• [Written instruction 1]: Based on the thread about compiling VASP with Intel oneAPI below, decide whether each statement agrees with it: (a) the tests all passed when -xHOST was used; (b) the native value for -march is documented in man ifort; (c) no -march=cometlake option is available. For each, answer yes or no and quote the deciding words.
--- begin Text shown ---
The testing environment is Ubuntu 20.04.3 LTS installed on a machine with dual Intel Xeon E5-2699 v4 and Supermicro X10DAi motherboard. I try to compile and test VASP.6.3.0 with recent/latest Intel oneAPI base and hpc toolkits. I found that in order to pass all the tests, the following compiler option must be used:
FFLAGS += -march=core-avx2
As a comparison, the following compiler option will trigger some test errors:
FFLAGS += -xHOST
So I want to know how to correctly determine the -march flag when working with Intel oneAPI on Intel processors, for example, this case, -march=core-avx2?
The following is my test environment hardware and software specific information, for reference only:
You can find the proper codename in the first line of inxi -Cxxx output:
thus, use -march=broadwell
If not available you can always leave the detection of the proper family to the compiler, using -march=native
Interestingly, this native value to the -march option is not mentioned in man ifort, checked in versions 2021.3.0, 2021.4.0
BTW, maybe somebody knows: I have a desktop machine equipped with i5-10505 CPU, codename “Comet Lake”. There is no -march=cometlake option available. The closest codename seems to be “Icelake” but assembler sources generated using native and icelake do differ. So, which codename is appropriate for that CPU?
--- end Text shown ---
--- begin Recorded data ---
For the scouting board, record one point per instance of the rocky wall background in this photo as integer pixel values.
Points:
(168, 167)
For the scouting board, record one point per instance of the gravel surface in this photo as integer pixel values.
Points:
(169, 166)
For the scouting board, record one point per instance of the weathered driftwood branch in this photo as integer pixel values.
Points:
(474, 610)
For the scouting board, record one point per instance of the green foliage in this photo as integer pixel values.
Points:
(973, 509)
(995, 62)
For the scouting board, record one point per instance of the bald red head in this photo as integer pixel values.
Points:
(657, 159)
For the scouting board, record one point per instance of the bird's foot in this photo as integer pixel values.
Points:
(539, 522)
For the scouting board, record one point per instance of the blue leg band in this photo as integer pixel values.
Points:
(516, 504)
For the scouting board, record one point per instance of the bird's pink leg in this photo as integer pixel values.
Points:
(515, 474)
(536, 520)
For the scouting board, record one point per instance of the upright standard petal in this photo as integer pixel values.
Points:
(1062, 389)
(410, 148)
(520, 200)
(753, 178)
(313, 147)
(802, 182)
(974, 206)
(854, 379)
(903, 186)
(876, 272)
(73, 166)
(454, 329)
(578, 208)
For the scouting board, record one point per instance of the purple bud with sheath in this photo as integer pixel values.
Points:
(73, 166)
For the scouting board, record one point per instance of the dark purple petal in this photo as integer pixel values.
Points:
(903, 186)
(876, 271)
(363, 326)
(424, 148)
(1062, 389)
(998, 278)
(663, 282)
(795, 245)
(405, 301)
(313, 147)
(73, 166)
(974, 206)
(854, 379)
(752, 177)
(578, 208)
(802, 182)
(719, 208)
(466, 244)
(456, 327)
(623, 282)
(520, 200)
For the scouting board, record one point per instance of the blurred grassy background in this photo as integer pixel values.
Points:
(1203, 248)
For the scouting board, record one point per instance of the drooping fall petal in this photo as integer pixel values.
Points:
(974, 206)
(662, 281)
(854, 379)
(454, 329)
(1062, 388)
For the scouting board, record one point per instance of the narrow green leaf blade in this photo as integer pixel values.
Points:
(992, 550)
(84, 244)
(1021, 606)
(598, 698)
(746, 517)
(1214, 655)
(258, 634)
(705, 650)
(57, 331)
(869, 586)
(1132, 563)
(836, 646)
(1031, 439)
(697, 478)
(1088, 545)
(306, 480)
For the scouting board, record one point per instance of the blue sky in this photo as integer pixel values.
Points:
--- end Recorded data ---
• [Written instruction 2]: Count the lines of the records that contain the string "blue", and give only that number.

• [Complete answer 1]:
(a) No: "the following compiler option will trigger some test errors: FFLAGS += -xHOST"
(b) No: "Interestingly, this native value to the -march option is not mentioned in man ifort"
(c) Yes: "There is no -march=cometlake option available."

• [Complete answer 2]: 2